Dear future freaker-outer,
This past week I had a lovely compliment from a nurse I worked with, who I had never worked with before. She said to me at the end of the day that although the day had been very busy and chaotic, she noticed that I had stayed calm. She said she'd looked over at my side (we work sides - a side of a nursery each) and there was obviously madness, but that I'd appeared calm through the day.
Funny, future me, I remember that I didn't feel calm. I felt a bit fretty and stressed - it was a very busy day. It's not something that comes naturally to me - I'm a worrier and I get stressed easily (hate that about myself). I'm proud to say that (mostly) I've taught myself to keep cool when I feel like I might lose it if I don't... At work, anyway.
After work that same day, I got lost on my way home. Whaaaaat? So dumb - I go home that way every day after work. I missed the bus by about 30 seconds - as in, I actually saw it up the road. Gutted. So I looked on my phone when the next bus would come - twenty minutes. My housemate and pal, K, had made me lemon chicken (amazing) and she was waiting at home for me. My headphones weren't working so I couldn't listen to my Hamish and Andy podcast. Then my phone died (no map).
So (stupidly - have I mentioned I'm a direction douche?) I decided to walk to the next bus stop and see if I could get ahead of my bus. Fail. Then I thought I'd walk along the route and catch the other bus I sometimes get. Fail. Next option, walk to Waterloo station and get the tube home. Fail. I ended up at the wrong tube station, on the wrong line and had to catch the tube to Waterloo (would have been faster to walk the right way in the first place). Multiple fail.
I felt a bit mad. I'd left home at 6.30am, worked a long and tough thirteen hour day and I just wanted to get home to my lemon chicken and brownie (it's really all about food for me). How does one get lost on the way home? Idiot head.

-=-=-=-=-

TASK INSTRUCTIONS:
Reproduce the stretch of the letter from "So (stupidly - have" through "home? Idiot head.". The material after this point isn't needed for anything here.

INFORMATION SUPPLIED:
-=-=-=-=-

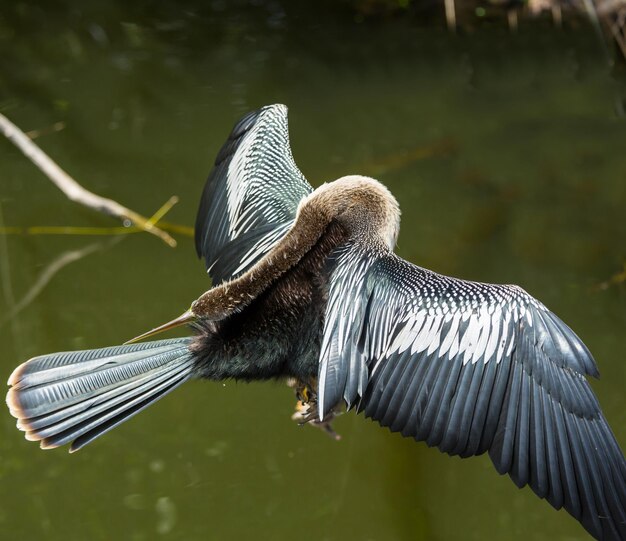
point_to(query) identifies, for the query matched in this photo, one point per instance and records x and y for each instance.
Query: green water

-=-=-=-=-

PROBLEM SOLUTION:
So (stupidly - have I mentioned I'm a direction douche?) I decided to walk to the next bus stop and see if I could get ahead of my bus. Fail. Then I thought I'd walk along the route and catch the other bus I sometimes get. Fail. Next option, walk to Waterloo station and get the tube home. Fail. I ended up at the wrong tube station, on the wrong line and had to catch the tube to Waterloo (would have been faster to walk the right way in the first place). Multiple fail.
I felt a bit mad. I'd left home at 6.30am, worked a long and tough thirteen hour day and I just wanted to get home to my lemon chicken and brownie (it's really all about food for me). How does one get lost on the way home? Idiot head.